- Data for this task -
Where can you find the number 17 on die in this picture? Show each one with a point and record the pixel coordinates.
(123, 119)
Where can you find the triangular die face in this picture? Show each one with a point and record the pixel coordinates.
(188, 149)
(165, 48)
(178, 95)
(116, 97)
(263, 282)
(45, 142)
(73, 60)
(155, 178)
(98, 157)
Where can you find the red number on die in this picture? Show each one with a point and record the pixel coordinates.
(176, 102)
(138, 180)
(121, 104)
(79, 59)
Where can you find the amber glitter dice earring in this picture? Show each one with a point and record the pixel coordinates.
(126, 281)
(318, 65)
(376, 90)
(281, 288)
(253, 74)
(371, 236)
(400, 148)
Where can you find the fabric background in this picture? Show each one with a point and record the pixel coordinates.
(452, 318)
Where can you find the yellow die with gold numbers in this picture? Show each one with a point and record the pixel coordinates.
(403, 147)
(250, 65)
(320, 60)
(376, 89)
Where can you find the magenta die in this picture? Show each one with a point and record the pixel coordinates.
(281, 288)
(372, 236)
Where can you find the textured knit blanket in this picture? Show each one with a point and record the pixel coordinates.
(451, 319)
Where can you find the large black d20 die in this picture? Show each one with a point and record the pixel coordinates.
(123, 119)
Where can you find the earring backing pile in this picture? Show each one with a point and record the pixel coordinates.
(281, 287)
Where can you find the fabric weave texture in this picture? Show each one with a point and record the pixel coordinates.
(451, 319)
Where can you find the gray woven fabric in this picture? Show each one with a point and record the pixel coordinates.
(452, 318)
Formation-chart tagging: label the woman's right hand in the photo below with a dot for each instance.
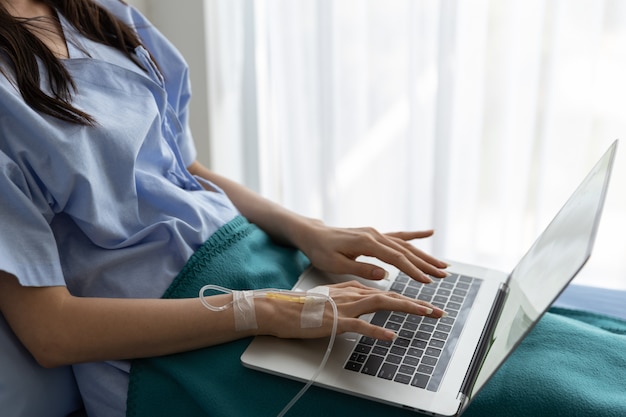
(282, 318)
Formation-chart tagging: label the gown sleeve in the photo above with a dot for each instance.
(171, 64)
(28, 249)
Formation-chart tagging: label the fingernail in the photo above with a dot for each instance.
(391, 335)
(380, 274)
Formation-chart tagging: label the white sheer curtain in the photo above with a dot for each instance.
(474, 117)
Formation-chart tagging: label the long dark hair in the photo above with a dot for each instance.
(23, 48)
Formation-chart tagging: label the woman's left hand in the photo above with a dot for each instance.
(336, 250)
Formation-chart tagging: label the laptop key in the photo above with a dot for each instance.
(353, 366)
(420, 380)
(403, 379)
(429, 360)
(388, 370)
(380, 317)
(372, 364)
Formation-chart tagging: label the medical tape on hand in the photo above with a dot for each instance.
(243, 307)
(313, 309)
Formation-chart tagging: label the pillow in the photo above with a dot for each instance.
(27, 389)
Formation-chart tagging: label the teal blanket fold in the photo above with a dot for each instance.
(571, 364)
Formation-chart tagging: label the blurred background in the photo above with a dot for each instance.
(476, 118)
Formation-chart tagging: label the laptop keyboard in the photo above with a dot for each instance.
(420, 354)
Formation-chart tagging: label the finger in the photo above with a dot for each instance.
(400, 257)
(366, 329)
(427, 263)
(406, 236)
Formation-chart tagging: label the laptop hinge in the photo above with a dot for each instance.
(484, 343)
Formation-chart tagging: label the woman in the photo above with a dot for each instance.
(104, 205)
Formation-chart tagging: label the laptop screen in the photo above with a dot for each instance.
(550, 264)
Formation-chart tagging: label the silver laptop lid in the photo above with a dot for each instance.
(550, 264)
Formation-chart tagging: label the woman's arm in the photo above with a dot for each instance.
(331, 249)
(58, 328)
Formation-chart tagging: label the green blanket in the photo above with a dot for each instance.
(571, 364)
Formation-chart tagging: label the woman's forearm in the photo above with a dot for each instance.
(61, 329)
(282, 225)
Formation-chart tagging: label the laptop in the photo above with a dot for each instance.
(437, 366)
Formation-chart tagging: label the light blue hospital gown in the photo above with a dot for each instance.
(109, 211)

- Exercise -
Your answer should be the lines from the one containing "Formation-chart tagging: label the laptop hinge" through the last line of the records, repeated exactly and with nothing added.

- Result of this task -
Formation-chart tagging: label the laptop hinge in the photo above with a dot for each instance.
(484, 343)
Formation-chart tagging: label the woman in the photo above with a dot for each instance.
(104, 205)
Formation-chart tagging: label the laptop screen in the photo above with a dot for each instance.
(550, 264)
Formation-chart tagging: label the silver laptop lid in the photo above with a dot for each instance.
(550, 264)
Formation-chart tagging: label the woman's arm in the photo above with a dot for each instance.
(331, 249)
(58, 328)
Formation-chart tagging: label the green blanket in the photo above with a dot for each instance.
(571, 364)
Formation-chart tagging: label the woman's forearm in the photo above with a dot for each instance.
(61, 329)
(282, 225)
Formation-chart tagging: label the laptop in the photo above with a dot for each instance.
(437, 366)
Formation-chart tagging: label the light blue hospital gown in the photo above with a dot for each instance.
(109, 211)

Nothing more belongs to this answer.